_PROBLEMA PLANTEADO 1_.
Copia sin cambios las líneas de los registros que empiezan al comienzo de estos y siguen hasta la línea que contiene "column 736, row 511", ambas incluidas.
━━━ TEXTO EXTRAÍDO ━━━
Hech.2, 42-47; Sal
117, 2-4. 13-15. 22-24; Pe 1, 3-9; Jn 20, 19-30
El Padre me ama
porque yo mismo doy mi vida, y la volveré a tomar. Nadie me la quita, sino que
yo mismo la voy a entregar. En mis manos está el entregarla, y también el
recobrarla: este es el mandato que recibí de mi Padre.
Jn 10; 17 -18
La
misericordia cambia el mundo, hace al mundo menos frío y más justo. El rostro
de Dios es el rostro de la misericordia, que siempre tiene paciencia. Dios
nunca se cansa de perdonarnos. El problema es que nosotros nos cansamos de
pedirle perdón. ¡No nos cansemos nunca!
Papa
Francisco
¿En
qué consiste la Misericordia? O, todavía más, ¿Qué significa esta palabra? Para
muchos no es fácil entenderla. Para un grupo muy amplio, la misericordia es el
perdón concedido a un condenado a muerte. Y, en efecto, podríamos decir que
esta es una expresión de misericordia muy grande, pero este concepto es
ampliamente más rico y apunta a un tipo de generosidad que todos tenemos en el
corazón: es, un rasgo que nos asemeja con nuestro Padre-Dios; bien es cierto
que nuestra misericordia es ínfima comparada con la Divina, pero está en
nuestro ADN (es una forma de hablar, una forma de decir que sin somos hijos de
Dios, sus rasgos se trasmiten a nosotros y están, por decirlo así, impresos en
nuestra “naturaleza”).
No
todos tenemos la misma fe. No todos podemos creer sin sucumbir víctimas de la
duda. Entonces, Dios no nos abandona, no nos desconoce ni ilegitima nuestro parentesco
con Él. A algunos les cuesta más el seguimiento confiado y entonces Jesús,
Infinitamente Misericordioso, se nos revela en su fina y dulce ternura: sus
actos y sus gestos para con nosotros están impregnados de la dulzura de la
paciencia, Él sabe que somos tardos para entender, y, entonces, resuelve no
impacientarse con nosotros; opta, en cambio, por la longanimidad, y la aplica
exhaustivamente con nosotros. Nos da más, se nos presenta en Persona, y nos
invita a meter el dedo en sus llagas. Si, esta oportunidad que da Jesús –no se
la brinda exclusivamente a Tomas, sino que la usa con todos nosotros- es para
que dejemos de ser incrédulos y seamos creyentes.
Ese
es el sentido de la perícopa del Evangelio de Nuestro Señor Jesucristo según
San Juan que leemos hoy: Que abandonemos nuestra terquedad de incrédulos,
terquedad que es altanería mezclada con rebeldía; y, que –por el contrario- con
docilidad demos a torcer nuestro brazo a Dios, para reconocerlo “Señor y Dios
nuestro”.
Negar la fe para
convivir con el pecado
Sin
embargo, y aquí está el quid del asunto, muchas veces, teniendo la fe,
encontramos cómodo negarla porque nuestro pecado nos acusa en la conciencia,
entonces es cuando desautorizamos a Dios y, en medio de nuestra rebelión, decidimos
negar cuanto Él nos ha manifestado en su Revelación. Es entonces cuando
pateamos a la Iglesia y, con ella a todos los que se mantienen fieles a Jesús.
━━━ REGISTROS PROPORCIONADOS ━━━
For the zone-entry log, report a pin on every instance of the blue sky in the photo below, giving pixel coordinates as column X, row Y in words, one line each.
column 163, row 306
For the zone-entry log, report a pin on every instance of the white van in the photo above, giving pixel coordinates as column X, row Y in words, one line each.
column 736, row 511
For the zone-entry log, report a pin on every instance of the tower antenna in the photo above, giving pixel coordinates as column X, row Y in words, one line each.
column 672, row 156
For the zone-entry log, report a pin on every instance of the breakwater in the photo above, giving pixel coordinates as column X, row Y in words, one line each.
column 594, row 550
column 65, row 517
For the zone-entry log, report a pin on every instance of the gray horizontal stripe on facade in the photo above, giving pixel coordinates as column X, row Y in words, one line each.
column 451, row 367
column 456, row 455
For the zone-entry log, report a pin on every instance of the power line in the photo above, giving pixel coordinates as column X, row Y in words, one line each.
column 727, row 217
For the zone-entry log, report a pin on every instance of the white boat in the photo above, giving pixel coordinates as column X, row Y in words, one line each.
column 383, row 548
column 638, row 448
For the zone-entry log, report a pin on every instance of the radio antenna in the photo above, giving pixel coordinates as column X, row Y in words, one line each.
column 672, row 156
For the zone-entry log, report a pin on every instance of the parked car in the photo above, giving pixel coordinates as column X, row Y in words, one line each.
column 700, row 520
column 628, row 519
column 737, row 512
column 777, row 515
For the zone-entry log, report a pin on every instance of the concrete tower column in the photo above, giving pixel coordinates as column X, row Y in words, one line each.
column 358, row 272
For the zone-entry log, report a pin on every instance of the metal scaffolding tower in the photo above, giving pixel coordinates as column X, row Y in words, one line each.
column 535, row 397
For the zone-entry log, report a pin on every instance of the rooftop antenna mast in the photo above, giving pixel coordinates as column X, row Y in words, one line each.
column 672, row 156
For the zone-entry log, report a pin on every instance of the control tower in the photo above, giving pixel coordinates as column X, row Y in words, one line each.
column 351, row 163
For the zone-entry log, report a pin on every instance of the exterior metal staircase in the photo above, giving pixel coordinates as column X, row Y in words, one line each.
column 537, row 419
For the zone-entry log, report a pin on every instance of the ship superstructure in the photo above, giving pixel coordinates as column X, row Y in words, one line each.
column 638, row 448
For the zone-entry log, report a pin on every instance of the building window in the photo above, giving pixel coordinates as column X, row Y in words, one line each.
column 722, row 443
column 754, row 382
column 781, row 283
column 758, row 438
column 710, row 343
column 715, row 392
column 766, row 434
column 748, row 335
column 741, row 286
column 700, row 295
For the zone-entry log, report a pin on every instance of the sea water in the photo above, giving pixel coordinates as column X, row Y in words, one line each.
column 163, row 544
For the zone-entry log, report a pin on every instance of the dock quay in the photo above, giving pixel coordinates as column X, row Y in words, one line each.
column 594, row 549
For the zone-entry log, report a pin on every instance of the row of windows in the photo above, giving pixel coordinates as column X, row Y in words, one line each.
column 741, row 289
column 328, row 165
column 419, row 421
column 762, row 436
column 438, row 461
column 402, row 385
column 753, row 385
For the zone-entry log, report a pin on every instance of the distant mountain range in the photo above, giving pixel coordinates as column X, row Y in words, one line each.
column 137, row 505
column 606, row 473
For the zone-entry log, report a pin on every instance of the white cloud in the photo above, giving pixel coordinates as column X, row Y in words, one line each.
━━━
_PROBLEMA PLANTEADO 2_.
Reproduce sin alteraciones el pasaje del texto sobre la misericordia que empieza con "Hech.2, 42-47; Sal" y sigue hasta "nos cansemos nunca!".

_RESULTADO CORRECTO 1_.
For the zone-entry log, report a pin on every instance of the blue sky in the photo below, giving pixel coordinates as column X, row Y in words, one line each.
column 163, row 306
For the zone-entry log, report a pin on every instance of the white van in the photo above, giving pixel coordinates as column X, row Y in words, one line each.
column 736, row 511

_RESULTADO CORRECTO 2_.
Hech.2, 42-47; Sal
117, 2-4. 13-15. 22-24; Pe 1, 3-9; Jn 20, 19-30
El Padre me ama
porque yo mismo doy mi vida, y la volveré a tomar. Nadie me la quita, sino que
yo mismo la voy a entregar. En mis manos está el entregarla, y también el
recobrarla: este es el mandato que recibí de mi Padre.
Jn 10; 17 -18
La
misericordia cambia el mundo, hace al mundo menos frío y más justo. El rostro
de Dios es el rostro de la misericordia, que siempre tiene paciencia. Dios
nunca se cansa de perdonarnos. El problema es que nosotros nos cansamos de
pedirle perdón. ¡No nos cansemos nunca!